- **Problem**:
Before you return the entries below, strip out the pictures and keep all else exact.

- **Exercise data**:
*** Block opens ***

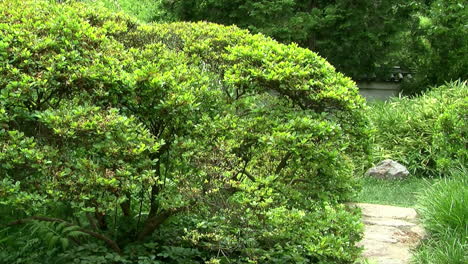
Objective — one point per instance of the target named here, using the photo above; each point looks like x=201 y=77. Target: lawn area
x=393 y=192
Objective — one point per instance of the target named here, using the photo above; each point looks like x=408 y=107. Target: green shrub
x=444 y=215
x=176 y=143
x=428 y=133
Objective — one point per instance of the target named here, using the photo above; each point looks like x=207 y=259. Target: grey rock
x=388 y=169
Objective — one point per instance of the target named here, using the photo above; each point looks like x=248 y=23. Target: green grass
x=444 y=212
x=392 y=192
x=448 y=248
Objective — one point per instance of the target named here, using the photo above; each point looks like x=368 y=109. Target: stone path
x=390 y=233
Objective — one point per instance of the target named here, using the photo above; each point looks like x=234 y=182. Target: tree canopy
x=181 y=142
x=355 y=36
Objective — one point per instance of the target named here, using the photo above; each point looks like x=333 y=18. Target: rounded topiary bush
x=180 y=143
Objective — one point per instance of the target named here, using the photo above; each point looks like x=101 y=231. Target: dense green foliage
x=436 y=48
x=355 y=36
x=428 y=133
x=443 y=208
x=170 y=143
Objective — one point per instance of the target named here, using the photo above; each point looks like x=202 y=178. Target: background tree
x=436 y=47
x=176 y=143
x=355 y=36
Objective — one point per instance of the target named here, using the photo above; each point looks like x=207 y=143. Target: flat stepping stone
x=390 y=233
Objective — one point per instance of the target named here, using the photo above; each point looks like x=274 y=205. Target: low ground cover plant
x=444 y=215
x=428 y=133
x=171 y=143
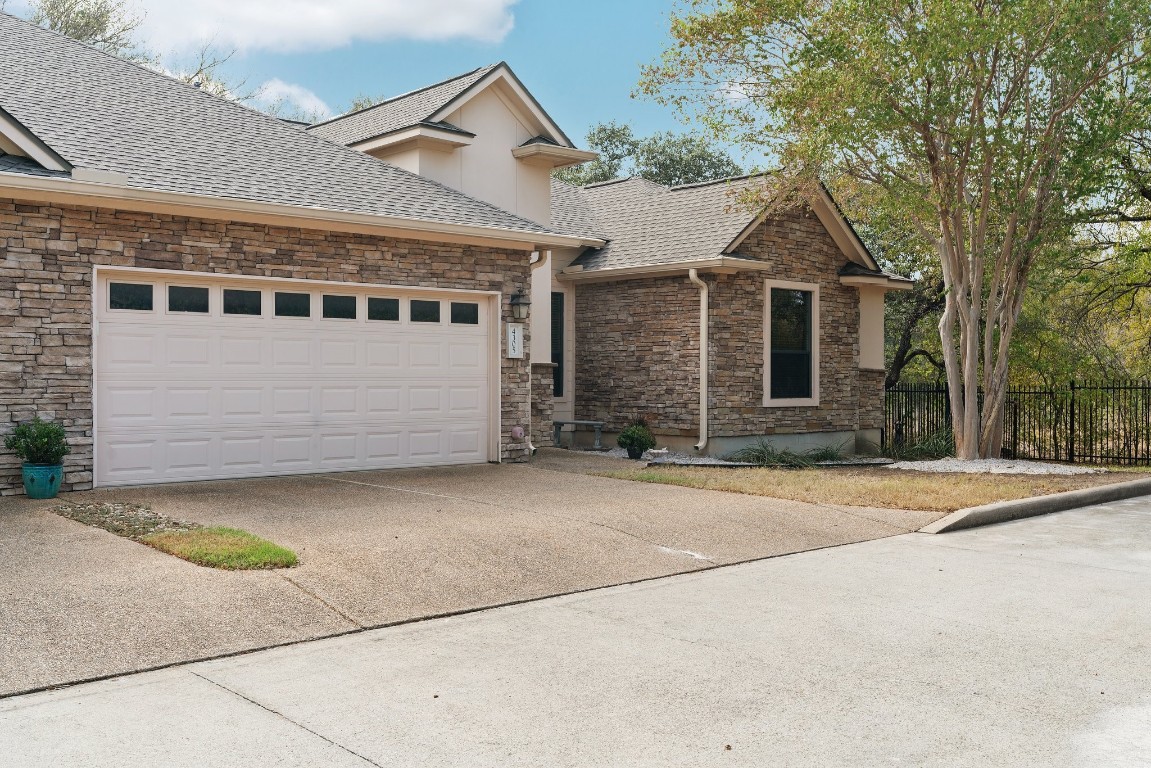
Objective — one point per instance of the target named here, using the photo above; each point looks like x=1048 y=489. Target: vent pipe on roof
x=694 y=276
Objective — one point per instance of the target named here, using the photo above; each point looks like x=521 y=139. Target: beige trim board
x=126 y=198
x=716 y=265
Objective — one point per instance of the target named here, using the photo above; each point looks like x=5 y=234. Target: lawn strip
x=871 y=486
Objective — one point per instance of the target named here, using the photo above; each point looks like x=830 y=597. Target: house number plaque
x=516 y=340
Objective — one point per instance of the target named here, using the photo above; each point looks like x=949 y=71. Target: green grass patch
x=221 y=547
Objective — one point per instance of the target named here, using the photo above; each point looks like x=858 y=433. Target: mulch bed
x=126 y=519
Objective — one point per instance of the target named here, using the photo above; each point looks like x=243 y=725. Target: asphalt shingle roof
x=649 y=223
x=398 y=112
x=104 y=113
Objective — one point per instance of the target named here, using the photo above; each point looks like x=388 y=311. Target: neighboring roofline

*** Block closes ***

- **Problem solution**:
Objective — one point per instance of the target named here, using the photo above; each point looks like x=201 y=77. Target: lawn area
x=393 y=192
Objective — one point per instance of the target named here, using the photo above; each point looks like x=408 y=107. Target: green shrub
x=444 y=215
x=176 y=143
x=428 y=133
Objective — one point per instance of the target named here, using the photo above; each point looks like x=207 y=259. Target: grey rock
x=388 y=169
Objective — one point per instance of the target named here, using the photo above; each point looks like x=248 y=23. Target: green grass
x=444 y=212
x=392 y=192
x=448 y=248
Objective — one point per instance of the target named here, using the photo above; each point looks like x=368 y=109. Target: stone path
x=390 y=233
Objective — one point per instance of the target named here, using the photo above; each point looks like x=234 y=182. Target: tree canopy
x=181 y=142
x=355 y=36
Objective — one point per instance of the target named here, using the photo above; each point looks like x=333 y=18. Target: rounded topiary bush
x=180 y=143
Objective — one point per instance of the target named here, using the photo above; each point looks like x=101 y=231. Target: dense green foliage
x=436 y=48
x=355 y=36
x=428 y=133
x=443 y=208
x=170 y=143
Objective — one point per instance of the target named here, using the photo above; each point looks like x=202 y=178. Target: background tree
x=436 y=47
x=176 y=143
x=355 y=36
Objective — one point per instance of the target named here, using the photo above; each point looks like x=207 y=143. Target: flat stepping stone
x=390 y=233
Objective — one point per instance of the target named here, using the photo above; each point looks like x=274 y=205. Target: low ground cover plant
x=444 y=215
x=428 y=133
x=171 y=143
Objective — one point per instance of the target named here, using the photo above; each point looks like x=1048 y=489. Target: vent pipe on roof
x=694 y=276
Objective — one point per instance of the target named here, using the photo above; each point looks like x=521 y=139. Target: beige trim board
x=126 y=198
x=716 y=265
Objective — one point per instance of the target named here, using the photo above; each point looks like x=5 y=234. Target: lawn strip
x=871 y=486
Objective — one point per instance of the target named here, using the photo above; each point looks like x=830 y=597. Target: house number plaque
x=516 y=340
Objective — one point per instance of the target named here, using the photo above; each point looks like x=949 y=71. Target: green grass patch
x=221 y=547
Objective — one point per instance of the target named here, using the photo above; each point looks like x=858 y=433. Target: mulch bed
x=126 y=519
Objective — one point per instance of the target named here, using the photo above; each point looks like x=243 y=725. Target: asphalt shingle roof
x=649 y=223
x=398 y=112
x=104 y=113
Objective — one point per instance of the target named here, using the photo above; each point looks like x=388 y=311. Target: neighboring roofline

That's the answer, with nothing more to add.